N'importe quoi: Deported from France, Kristin dusts herself off and imagines the ideal career.
Wednesday, September 16, 2015
A clue as to where I really want to be these days: back in this ape triporteur with strawberries and avocados from my French garden in the truck bed and my dog by my side!
If you are new to this list, a warm and hearty bienvenue! When French Word-A-Day began in 2002 it ran 7 days a week--then 5, then 3, then 2. Now we are teetering at one post (and it is a re-run). Dear Lord, what is next? I don't know but I will hang on for the ride and I hope you will too! Meantime, today's essay looks back on a similar time of questioning.... Thank you very much for reading and for sharing!
TODAY'S EXPRESSION: n'importe quoi
: nonsense
ECOUTEZ/ LISTEN
Hear Jean-Marc pronounce today's expression
=> Download MP3 or Wav
N'importe quoi. C'est du grand n'importe quoi.
Nonsense. It's rubbish.
A DAY IN A FRENCH LIFE...
by Kristin Espinasse
In 1993 a fed-up Frenchman bought me a one-way ticket out of his country. Jean-Marc and I tried living together, but all that chemistry fizzled out after merging two cultures under one Mediterranean roof. He didn’t understand my stock of peanut butter (the French don’t hoard food), and I didn’t understand why his mother was still ironing his shirts.
Adieu!
Back home in Arizona, there was no time to nurse my wounds. I needed a job! But I couldn’t go back to being a receptionist or to working in retail, and after spilling coffee in a customer’s lap waitressing was off limits.

The data:
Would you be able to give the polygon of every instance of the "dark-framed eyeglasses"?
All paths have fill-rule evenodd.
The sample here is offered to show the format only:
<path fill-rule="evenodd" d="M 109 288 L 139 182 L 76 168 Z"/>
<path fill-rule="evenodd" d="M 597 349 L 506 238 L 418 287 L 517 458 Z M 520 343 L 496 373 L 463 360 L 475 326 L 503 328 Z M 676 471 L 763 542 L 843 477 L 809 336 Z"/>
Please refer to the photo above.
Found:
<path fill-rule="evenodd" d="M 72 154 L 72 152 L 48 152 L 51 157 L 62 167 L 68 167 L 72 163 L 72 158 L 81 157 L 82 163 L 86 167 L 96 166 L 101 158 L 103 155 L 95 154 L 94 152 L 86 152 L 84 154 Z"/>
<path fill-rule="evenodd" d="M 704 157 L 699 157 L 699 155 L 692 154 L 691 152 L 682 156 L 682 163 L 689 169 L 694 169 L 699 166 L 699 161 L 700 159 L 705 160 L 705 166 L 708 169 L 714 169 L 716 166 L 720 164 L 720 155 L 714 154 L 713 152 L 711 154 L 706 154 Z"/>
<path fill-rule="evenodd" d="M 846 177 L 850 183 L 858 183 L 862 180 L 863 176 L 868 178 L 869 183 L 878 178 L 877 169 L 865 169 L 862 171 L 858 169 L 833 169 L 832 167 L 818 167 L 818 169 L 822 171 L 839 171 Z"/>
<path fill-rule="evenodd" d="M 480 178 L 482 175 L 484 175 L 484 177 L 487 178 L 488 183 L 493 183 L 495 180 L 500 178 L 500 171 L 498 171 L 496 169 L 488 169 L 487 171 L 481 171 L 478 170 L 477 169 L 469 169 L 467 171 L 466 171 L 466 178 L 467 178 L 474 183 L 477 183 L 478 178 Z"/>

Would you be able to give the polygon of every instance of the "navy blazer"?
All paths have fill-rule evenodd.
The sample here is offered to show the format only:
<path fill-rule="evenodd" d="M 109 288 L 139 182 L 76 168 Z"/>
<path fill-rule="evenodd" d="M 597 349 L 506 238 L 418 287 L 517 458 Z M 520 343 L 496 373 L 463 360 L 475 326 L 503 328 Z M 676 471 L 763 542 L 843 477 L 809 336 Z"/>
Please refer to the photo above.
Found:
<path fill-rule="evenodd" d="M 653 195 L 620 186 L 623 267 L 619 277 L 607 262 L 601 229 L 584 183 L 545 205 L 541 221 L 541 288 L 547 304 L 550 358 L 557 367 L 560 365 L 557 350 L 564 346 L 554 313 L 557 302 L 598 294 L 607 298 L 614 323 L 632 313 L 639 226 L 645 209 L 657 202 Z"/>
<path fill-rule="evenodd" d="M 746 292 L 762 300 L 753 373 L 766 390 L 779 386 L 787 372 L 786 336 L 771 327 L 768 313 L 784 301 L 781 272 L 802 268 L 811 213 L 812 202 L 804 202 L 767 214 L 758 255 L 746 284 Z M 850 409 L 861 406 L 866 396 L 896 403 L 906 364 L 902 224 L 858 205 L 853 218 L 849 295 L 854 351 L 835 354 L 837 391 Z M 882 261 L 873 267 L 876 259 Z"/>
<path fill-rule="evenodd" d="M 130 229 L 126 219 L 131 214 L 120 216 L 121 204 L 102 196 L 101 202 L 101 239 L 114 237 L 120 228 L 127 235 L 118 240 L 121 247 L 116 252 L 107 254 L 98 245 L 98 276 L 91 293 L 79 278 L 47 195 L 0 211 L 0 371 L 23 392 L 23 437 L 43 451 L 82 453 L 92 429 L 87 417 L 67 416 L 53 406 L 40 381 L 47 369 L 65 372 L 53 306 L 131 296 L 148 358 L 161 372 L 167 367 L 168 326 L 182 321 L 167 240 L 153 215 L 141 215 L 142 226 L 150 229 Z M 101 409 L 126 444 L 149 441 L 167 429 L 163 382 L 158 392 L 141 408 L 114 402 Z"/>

List of tasks:
1: Using the blog post, decide whether each statement agrees with it. Answer yes or no, and quote the deciding words. (a) French Word-A-Day ran seven days a week when it started in 2002. (b) Jean-Marc's mother had stopped ironing his shirts. (c) Back in Arizona, the author meant to return to receptionist work.
2: Reproduce the listing from its first line up to and including the line containing "846 177 L 850".
The blog post and the listing come from separate sources.

Results of the tasks:
1:
(a) Yes: "When French Word-A-Day began in 2002 it ran 7 days a week"
(b) No: "I didn’t understand why his mother was still ironing his shirts"
(c) No: "But I couldn’t go back to being a receptionist or to working in retail"

2:
Would you be able to give the polygon of every instance of the "dark-framed eyeglasses"?
All paths have fill-rule evenodd.
The sample here is offered to show the format only:
<path fill-rule="evenodd" d="M 109 288 L 139 182 L 76 168 Z"/>
<path fill-rule="evenodd" d="M 597 349 L 506 238 L 418 287 L 517 458 Z M 520 343 L 496 373 L 463 360 L 475 326 L 503 328 Z M 676 471 L 763 542 L 843 477 L 809 336 Z"/>
Please refer to the photo above.
Found:
<path fill-rule="evenodd" d="M 72 154 L 72 152 L 48 152 L 51 157 L 62 167 L 68 167 L 72 163 L 72 158 L 81 157 L 82 163 L 86 167 L 96 166 L 101 158 L 103 155 L 95 154 L 94 152 L 86 152 L 84 154 Z"/>
<path fill-rule="evenodd" d="M 704 157 L 699 157 L 699 155 L 692 154 L 691 152 L 682 156 L 682 163 L 689 169 L 694 169 L 699 166 L 699 161 L 700 159 L 705 160 L 705 166 L 708 169 L 714 169 L 716 166 L 720 164 L 720 155 L 714 154 L 713 152 L 711 154 L 706 154 Z"/>
<path fill-rule="evenodd" d="M 846 177 L 850 183 L 858 183 L 862 180 L 863 176 L 868 178 L 869 183 L 878 178 L 877 169 L 865 169 L 862 171 L 858 169 L 833 169 L 832 167 L 818 167 L 818 169 L 822 171 L 839 171 Z"/>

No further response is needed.